__Document extract__:
______

Are you looking for a PHP script to extract URLs from webpage? This tutorial will provide a code snippet that will help you to extract all URLs/links from a given website.
Step 1: Create a variable to store the source URL.
$sourceURL="http://example.com";
Step 2: Read source using file_get_contents()
function
$content=file_get_contents($sourceURL);
The file_get_contents() function is used to read source of the given URL into a string. The function is capable of using the memory mapping techniques to improve performance (if supported by the operating system).
You may print or echo $content variable to verify if the source is read properly.
$content=file_get_contents($sourceURL); echo $content
The HTML output of the given URL should be displayed. Now we have HTML output, let’s read anchor tags.
Alternatively, cURL can also be used to retrieve the source of a given URL.
Step 3: Strip all tags except <a>
Use strip_tags()
to strip HTML and PHP tags from a string, but allow only anchor (<a>
) tag. Allowing <a>
tag will help you to retrieve links and anyways other tags are not required.
$content = strip_tags($content,"<a>");
The above line will store stripped contents along with <a>
tags in $content variable.
To understand how strip_tags
work, let’s consider an example string $text that contains <div>
tag and <a>
tag. The below code will strip all <div>
tags and leave <a>
tags untouched.
<?php $text = '<div>Example content to explain strip tags</div><!-- Comment --> <a href="#test">Linked Text</a>'; echo strip_tags($text,'<a>'); ?>
Sample output:
Example content to explain strip tags <a href="#test">Linked Text</a>
So, now $content variable contains stripped contents plus <a>
tags.
Step 4: Use preg_split() to split a string into substrings.
preg_split()
function will split a given string by a regular expression and returns an associative array. The pattern would be <a>
in our case.
$subString = preg_split("/<\/a>/",$content);
Use print_r($subString)
to view the associate array.
Step 5: Loop through associative array and print links
Use foreach
to loop through associative array and search for the occurrences of <a>
and print only links as shown below.
foreach ( $subString as $val ){ if( strpos($val, "<a href=") !== FALSE ){ $val = preg_replace("/.*<a\s+href=\"/sm","",$val); $val = preg_replace("/\".*/","",$val); print $val."\n"; } }
That’s it! Here’s the complete code.
<?php $sourceURL="http://example.com"; $content=file_get_contents($sourceURL); $content = strip_tags($content,"<a>"); $subString = preg_split("/<\/a>/",$content); foreach ( $subString as $val ){ if( strpos($val, "<a href=") !== FALSE ){ $val = preg_replace("/.*<a\s+href=\"/sm","",$val); $val = preg_replace("/\".*/","",$val); print $val."\n"; } } ?>

______

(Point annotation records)
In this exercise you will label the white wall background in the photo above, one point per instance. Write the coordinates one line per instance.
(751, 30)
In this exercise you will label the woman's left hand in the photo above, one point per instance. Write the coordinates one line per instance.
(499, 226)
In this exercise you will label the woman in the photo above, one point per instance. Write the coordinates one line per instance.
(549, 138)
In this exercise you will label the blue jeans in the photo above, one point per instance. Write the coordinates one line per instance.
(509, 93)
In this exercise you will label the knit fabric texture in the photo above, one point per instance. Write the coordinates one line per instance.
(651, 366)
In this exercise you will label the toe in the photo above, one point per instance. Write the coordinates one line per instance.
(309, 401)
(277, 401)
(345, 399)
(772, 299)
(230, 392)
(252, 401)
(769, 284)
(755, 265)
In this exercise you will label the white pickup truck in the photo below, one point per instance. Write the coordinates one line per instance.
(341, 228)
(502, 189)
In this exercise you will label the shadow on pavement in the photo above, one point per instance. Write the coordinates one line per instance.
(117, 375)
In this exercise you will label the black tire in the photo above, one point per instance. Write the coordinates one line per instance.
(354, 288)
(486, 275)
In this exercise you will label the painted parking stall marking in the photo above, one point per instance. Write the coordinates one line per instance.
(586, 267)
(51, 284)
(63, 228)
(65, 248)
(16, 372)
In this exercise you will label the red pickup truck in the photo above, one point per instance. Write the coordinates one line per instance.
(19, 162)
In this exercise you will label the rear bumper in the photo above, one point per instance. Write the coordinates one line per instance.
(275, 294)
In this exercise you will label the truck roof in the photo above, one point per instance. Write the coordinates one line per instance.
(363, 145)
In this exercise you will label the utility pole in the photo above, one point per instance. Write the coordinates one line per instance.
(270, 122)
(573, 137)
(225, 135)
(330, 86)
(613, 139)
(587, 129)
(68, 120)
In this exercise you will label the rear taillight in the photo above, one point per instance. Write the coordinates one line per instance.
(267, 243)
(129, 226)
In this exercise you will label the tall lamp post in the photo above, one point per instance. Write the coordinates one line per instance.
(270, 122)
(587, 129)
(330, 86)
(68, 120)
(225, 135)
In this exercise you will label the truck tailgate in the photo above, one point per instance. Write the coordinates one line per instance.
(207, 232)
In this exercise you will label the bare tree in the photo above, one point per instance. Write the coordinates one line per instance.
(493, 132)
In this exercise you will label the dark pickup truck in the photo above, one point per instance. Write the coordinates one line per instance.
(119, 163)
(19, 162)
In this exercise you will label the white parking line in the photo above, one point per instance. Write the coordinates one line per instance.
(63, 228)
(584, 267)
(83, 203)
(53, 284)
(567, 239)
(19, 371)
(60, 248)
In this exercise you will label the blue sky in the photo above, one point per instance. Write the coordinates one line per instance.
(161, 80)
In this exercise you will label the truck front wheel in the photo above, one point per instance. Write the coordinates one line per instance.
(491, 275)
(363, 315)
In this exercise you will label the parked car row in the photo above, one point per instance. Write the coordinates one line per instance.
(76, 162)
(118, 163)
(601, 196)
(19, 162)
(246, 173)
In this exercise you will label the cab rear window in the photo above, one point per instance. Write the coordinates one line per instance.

______

__Set of tasks__:
1) Answer these questions about the PHP tutorial:
(a) What value is stored in $sourceURL in Step 1?
(b) What does the PHP tutorial name as another way to retrieve the source of a URL?
(c) Which tag does strip_tags() keep in Step 3?
2) List the titles of all the numbered steps in the PHP tutorial, in order.
Work only from the PHP tutorial when you answer.

__Solutions to the problems__:
1)
(a) "http://example.com"
(b) cURL
(c) The anchor tag, <a>

2)
Step 1: Create a variable to store the source URL.
Step 2: Read source using file_get_contents() function
Step 3: Strip all tags except <a>
Step 4: Use preg_split() to split a string into substrings.
Step 5: Loop through associative array and print links